** What to do **
Please filter the items below, keeping only the lines that contain the string "polygon", and copy each of those lines. Matching is case-sensitive.

━━ Task inputs

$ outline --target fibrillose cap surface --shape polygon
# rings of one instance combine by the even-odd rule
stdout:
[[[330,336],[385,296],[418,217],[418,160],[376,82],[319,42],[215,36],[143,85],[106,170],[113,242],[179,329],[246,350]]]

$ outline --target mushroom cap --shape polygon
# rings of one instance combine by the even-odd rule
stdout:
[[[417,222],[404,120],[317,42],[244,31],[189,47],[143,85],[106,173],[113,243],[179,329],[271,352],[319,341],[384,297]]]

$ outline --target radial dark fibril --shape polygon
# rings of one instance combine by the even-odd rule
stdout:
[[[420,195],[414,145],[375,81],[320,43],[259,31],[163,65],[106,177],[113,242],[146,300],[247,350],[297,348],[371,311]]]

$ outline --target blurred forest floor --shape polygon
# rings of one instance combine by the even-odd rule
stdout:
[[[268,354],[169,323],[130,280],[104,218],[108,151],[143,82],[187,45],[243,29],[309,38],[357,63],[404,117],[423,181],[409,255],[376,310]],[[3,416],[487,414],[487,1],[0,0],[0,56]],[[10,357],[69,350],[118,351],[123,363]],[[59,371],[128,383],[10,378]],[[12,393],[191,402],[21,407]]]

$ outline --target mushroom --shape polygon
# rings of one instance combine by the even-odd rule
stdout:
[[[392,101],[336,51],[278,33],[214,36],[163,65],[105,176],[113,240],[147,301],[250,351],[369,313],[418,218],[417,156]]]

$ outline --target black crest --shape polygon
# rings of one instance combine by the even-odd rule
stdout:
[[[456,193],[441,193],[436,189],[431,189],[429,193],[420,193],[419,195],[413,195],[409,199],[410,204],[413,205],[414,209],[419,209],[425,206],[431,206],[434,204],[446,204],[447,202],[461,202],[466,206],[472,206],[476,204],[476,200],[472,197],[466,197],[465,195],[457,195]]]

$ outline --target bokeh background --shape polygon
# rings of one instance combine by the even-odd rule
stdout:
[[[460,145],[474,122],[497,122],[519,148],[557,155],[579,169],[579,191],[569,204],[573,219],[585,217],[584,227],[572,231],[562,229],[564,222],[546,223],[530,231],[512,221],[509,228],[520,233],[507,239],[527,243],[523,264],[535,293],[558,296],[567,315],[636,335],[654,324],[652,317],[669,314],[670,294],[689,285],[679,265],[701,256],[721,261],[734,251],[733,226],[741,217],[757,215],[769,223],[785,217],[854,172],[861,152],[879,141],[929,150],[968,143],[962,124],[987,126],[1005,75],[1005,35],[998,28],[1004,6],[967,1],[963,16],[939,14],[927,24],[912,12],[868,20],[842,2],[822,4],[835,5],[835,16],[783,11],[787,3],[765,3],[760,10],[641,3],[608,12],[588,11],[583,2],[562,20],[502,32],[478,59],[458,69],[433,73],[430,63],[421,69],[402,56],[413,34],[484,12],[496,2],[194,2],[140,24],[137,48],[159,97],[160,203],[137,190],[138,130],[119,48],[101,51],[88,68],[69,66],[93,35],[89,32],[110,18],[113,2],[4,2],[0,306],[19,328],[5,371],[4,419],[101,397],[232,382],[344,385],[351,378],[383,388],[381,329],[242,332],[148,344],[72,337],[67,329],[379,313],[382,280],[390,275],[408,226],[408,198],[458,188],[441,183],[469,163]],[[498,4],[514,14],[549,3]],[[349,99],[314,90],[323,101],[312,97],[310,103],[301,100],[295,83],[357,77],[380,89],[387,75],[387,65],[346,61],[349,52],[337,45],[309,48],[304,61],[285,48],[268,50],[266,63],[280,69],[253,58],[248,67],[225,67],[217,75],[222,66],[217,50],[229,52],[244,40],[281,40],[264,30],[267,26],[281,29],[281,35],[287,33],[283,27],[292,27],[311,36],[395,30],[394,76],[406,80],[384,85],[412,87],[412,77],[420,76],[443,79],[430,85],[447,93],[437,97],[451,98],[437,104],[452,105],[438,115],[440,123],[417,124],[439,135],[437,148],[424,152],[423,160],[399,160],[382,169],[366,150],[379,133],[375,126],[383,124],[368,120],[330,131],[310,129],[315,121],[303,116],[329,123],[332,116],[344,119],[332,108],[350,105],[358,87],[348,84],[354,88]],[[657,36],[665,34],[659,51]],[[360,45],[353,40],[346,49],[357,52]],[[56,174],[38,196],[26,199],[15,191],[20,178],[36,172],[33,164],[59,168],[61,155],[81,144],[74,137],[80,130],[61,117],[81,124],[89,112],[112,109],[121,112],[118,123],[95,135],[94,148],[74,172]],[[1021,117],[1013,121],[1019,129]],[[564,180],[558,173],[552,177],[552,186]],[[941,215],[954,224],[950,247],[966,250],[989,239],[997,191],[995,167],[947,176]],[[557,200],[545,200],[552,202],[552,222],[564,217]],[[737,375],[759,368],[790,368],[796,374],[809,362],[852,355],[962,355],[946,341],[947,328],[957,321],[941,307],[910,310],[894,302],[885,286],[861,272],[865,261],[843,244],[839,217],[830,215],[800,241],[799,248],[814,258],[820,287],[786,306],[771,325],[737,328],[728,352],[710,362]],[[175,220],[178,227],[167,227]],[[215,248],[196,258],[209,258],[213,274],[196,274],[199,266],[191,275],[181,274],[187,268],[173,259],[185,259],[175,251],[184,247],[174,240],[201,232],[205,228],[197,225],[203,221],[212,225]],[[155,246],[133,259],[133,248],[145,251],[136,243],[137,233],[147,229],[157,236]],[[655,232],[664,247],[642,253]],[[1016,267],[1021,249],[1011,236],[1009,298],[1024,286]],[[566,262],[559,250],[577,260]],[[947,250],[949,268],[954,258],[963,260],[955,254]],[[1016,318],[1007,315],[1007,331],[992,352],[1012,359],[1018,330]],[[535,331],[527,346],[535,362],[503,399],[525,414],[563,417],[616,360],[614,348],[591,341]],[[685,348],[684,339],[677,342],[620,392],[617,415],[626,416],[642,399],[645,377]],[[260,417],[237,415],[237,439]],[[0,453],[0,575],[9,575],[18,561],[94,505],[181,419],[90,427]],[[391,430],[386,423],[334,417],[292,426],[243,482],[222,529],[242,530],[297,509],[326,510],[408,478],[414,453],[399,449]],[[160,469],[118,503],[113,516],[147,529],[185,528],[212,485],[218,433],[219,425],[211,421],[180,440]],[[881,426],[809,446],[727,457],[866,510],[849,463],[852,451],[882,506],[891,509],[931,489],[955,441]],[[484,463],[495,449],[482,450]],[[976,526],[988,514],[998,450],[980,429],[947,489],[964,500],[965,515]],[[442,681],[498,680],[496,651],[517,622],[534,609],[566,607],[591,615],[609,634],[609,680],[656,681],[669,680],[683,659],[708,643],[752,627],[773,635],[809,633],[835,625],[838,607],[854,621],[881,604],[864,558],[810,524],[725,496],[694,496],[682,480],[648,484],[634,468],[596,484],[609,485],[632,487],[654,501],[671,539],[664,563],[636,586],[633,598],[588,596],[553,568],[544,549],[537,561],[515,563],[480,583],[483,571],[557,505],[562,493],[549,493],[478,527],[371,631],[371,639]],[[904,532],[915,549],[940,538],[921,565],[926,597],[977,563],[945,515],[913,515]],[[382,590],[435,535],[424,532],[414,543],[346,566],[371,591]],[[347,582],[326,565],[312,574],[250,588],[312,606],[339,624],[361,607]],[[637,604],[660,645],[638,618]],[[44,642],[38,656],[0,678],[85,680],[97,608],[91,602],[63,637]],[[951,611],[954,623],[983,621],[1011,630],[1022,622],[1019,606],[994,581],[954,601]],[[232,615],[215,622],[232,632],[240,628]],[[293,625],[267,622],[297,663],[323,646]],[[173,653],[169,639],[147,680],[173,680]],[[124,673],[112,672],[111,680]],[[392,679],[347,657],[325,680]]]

━━━━

** Task output **
$ outline --target fibrillose cap surface --shape polygon
$ outline --target mushroom cap --shape polygon
$ outline --target radial dark fibril --shape polygon
$ outline --target blurred forest floor --shape polygon
$ outline --target mushroom --shape polygon
$ outline --target black crest --shape polygon
$ outline --target bokeh background --shape polygon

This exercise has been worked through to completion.